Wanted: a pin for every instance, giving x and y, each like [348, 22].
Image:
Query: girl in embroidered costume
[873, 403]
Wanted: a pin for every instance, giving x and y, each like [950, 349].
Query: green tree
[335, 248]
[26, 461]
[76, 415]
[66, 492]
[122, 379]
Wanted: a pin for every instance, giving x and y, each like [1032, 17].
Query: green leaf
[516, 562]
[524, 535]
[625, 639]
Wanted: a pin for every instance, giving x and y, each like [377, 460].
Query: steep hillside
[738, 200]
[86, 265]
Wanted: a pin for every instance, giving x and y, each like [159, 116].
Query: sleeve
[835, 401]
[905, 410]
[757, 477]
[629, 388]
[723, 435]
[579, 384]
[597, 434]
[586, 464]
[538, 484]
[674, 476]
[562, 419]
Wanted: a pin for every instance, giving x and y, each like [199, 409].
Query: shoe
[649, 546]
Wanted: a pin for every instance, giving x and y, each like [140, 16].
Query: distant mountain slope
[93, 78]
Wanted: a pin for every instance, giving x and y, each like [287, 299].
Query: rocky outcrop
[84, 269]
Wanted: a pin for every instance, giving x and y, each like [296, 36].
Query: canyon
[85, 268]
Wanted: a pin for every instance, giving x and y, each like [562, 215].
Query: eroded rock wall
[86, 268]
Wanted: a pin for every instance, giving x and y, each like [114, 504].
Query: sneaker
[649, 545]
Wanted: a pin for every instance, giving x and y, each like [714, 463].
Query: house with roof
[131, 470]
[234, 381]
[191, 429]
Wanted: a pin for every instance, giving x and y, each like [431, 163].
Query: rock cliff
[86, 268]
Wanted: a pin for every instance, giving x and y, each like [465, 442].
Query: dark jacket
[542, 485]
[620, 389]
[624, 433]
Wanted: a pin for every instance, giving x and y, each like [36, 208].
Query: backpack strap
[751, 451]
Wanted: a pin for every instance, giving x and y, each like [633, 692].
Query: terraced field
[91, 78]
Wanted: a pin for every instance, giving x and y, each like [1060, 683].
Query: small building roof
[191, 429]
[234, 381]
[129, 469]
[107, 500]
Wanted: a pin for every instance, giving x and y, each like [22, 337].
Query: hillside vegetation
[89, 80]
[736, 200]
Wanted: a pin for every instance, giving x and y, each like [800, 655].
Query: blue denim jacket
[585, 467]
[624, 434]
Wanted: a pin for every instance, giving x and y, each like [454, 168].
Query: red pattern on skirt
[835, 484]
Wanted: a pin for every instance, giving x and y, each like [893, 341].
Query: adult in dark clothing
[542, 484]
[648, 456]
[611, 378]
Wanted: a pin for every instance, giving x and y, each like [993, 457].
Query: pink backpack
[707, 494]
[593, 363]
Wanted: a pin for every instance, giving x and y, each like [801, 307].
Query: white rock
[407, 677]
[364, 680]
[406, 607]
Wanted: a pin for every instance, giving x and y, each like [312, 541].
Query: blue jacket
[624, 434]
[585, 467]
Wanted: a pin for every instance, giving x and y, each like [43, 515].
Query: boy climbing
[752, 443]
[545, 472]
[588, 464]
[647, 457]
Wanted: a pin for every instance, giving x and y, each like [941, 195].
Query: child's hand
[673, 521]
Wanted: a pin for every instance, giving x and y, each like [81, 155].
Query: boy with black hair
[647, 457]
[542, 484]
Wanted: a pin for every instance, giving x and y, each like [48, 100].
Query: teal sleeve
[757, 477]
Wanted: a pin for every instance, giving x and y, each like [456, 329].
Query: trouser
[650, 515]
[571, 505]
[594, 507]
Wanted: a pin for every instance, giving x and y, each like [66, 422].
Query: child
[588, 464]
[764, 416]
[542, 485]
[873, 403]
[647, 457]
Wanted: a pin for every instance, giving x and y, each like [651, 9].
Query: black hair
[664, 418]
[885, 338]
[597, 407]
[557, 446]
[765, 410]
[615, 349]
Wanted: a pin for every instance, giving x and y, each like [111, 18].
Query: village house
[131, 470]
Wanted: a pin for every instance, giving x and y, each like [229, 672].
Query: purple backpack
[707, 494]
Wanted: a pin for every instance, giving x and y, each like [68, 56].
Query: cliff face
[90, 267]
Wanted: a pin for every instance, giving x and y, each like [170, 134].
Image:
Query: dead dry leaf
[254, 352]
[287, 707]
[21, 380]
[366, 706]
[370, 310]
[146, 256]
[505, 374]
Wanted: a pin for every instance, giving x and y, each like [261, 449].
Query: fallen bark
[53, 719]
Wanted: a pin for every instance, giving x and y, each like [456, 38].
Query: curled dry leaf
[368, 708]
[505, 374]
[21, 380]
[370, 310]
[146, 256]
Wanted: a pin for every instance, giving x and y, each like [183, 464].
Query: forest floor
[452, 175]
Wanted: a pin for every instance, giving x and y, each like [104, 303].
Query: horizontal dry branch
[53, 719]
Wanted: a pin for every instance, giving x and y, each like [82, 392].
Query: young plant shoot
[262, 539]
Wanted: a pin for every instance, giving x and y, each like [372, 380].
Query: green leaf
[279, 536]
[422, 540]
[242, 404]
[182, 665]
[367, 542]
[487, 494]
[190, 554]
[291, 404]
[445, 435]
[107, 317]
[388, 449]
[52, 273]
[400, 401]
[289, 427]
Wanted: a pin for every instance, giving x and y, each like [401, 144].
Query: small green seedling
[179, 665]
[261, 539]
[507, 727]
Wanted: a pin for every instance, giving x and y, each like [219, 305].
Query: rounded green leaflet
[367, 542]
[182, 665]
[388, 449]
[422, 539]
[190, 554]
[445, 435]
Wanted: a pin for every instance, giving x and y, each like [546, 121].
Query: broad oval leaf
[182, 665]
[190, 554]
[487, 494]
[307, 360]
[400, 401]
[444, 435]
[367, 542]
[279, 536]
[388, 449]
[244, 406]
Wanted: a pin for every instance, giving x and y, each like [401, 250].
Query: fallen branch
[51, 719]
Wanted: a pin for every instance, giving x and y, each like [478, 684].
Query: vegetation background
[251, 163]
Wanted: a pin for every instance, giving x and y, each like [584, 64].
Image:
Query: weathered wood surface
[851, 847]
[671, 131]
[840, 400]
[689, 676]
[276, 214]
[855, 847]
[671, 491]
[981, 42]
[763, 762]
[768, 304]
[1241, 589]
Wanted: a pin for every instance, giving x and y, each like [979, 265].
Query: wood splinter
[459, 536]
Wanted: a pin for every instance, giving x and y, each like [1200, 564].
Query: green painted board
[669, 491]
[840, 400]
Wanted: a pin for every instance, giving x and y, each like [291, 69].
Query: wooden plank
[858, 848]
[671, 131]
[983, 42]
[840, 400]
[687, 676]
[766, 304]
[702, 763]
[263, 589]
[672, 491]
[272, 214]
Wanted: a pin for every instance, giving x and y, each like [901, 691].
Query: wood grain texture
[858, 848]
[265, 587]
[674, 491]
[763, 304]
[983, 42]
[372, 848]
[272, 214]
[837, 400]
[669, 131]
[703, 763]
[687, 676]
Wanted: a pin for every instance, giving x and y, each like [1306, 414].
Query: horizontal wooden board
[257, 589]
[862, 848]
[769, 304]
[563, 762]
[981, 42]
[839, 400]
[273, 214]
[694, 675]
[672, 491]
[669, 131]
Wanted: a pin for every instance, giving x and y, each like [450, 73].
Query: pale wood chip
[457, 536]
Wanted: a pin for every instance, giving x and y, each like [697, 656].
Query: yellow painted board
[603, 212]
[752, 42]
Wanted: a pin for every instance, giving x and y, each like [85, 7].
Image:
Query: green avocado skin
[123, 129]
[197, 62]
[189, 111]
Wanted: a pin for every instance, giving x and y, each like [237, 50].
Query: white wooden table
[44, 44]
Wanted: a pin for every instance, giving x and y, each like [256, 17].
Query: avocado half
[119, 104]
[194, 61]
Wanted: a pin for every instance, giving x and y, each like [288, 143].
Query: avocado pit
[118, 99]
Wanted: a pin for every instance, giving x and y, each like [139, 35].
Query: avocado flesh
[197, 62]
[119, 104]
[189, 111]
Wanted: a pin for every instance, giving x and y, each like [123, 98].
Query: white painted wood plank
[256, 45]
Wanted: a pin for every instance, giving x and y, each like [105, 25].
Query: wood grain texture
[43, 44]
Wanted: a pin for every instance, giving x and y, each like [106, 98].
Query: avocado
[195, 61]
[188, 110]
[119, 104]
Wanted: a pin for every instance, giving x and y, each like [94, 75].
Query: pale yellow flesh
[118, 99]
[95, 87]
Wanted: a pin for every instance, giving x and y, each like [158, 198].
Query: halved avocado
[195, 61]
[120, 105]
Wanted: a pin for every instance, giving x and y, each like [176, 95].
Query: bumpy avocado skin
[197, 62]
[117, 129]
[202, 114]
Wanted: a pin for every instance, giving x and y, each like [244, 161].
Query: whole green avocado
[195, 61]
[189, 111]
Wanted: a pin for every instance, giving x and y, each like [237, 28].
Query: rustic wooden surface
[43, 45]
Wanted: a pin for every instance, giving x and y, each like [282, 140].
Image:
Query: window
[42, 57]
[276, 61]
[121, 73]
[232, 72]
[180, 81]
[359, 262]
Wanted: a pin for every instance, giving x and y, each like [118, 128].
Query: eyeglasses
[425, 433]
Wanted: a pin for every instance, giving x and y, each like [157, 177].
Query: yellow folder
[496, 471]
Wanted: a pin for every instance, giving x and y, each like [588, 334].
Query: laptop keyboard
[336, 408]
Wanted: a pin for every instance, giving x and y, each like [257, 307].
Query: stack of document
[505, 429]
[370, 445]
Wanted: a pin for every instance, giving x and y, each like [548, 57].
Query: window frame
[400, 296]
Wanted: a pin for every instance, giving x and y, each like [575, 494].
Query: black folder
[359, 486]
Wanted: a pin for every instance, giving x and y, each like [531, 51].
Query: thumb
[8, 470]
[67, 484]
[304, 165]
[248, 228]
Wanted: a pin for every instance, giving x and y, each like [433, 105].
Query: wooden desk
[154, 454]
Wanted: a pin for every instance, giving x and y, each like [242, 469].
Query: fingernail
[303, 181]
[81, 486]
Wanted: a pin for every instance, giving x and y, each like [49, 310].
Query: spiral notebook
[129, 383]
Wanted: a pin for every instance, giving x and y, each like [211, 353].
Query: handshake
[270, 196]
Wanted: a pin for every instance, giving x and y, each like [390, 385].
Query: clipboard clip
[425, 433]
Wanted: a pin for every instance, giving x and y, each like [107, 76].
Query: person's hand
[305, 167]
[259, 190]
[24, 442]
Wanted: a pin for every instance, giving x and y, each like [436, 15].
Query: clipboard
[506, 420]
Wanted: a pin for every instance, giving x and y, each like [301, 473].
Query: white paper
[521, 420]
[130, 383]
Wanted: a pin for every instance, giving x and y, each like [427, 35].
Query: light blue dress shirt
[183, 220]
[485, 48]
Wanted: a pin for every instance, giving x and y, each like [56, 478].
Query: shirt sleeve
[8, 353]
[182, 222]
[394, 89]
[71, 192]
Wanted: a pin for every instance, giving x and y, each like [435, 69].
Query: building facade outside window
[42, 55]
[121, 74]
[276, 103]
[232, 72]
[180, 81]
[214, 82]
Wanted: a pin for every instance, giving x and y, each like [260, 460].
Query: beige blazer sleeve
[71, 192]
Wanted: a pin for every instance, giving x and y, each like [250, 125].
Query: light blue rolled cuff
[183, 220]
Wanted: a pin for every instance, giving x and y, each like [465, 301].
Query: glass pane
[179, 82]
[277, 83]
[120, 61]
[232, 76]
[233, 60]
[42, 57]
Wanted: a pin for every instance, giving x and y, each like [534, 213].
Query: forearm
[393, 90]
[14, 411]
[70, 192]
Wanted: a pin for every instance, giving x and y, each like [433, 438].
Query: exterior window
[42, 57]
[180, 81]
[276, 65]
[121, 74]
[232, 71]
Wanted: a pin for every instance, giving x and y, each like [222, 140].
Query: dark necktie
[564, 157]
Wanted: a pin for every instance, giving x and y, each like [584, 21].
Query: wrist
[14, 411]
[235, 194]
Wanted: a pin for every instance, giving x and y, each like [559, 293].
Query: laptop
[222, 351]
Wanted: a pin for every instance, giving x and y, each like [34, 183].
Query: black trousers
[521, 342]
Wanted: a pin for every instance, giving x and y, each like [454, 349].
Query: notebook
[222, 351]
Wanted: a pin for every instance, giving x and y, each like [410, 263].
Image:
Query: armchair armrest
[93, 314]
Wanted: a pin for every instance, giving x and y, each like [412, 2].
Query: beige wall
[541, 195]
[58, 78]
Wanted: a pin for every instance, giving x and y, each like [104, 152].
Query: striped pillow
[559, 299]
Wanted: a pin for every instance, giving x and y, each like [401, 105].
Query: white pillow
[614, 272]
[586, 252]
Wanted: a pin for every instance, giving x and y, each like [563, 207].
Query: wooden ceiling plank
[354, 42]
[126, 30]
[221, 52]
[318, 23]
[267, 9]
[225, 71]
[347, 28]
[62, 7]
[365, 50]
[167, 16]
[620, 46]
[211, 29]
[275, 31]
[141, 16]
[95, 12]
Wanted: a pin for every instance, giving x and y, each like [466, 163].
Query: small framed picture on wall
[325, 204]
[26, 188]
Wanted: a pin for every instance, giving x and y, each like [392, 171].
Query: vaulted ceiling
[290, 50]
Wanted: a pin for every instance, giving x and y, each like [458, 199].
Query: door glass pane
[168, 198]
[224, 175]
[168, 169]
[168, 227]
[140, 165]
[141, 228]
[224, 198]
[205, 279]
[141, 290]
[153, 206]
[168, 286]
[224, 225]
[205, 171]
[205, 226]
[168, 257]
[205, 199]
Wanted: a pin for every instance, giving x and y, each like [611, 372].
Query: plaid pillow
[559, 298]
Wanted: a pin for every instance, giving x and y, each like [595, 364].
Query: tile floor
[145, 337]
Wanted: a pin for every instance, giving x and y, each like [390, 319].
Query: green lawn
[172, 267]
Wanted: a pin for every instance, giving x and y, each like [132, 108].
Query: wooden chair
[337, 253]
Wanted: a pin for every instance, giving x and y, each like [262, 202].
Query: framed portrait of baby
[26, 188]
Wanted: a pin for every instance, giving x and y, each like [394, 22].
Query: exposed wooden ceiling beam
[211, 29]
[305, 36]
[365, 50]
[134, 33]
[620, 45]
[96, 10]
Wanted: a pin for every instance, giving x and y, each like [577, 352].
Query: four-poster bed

☆ ☆ ☆

Copy out every line from the one containing "like [611, 372]." to the end of the material, both ends included.

Wanted: a pin for every instance, giving x and y, each like [611, 372].
Query: plaid pillow
[559, 298]
Wanted: a pin for every instance, giving x and y, each like [595, 364].
Query: tile floor
[145, 337]
Wanted: a pin for every instance, giving x and y, each like [390, 319].
Query: green lawn
[172, 267]
Wanted: a pin for every instance, giving x and y, each like [132, 108].
Query: wooden chair
[337, 253]
Wanted: a pin for every instance, giving x and y, each like [262, 202].
Query: framed portrait of baby
[26, 188]
Wanted: a pin for every instance, giving x and y, each like [394, 22].
Query: exposed wooden ceiling beam
[211, 29]
[305, 36]
[365, 50]
[134, 33]
[620, 45]
[96, 10]
Wanted: a pin for every instance, giving x and y, each like [577, 352].
Query: four-poster bed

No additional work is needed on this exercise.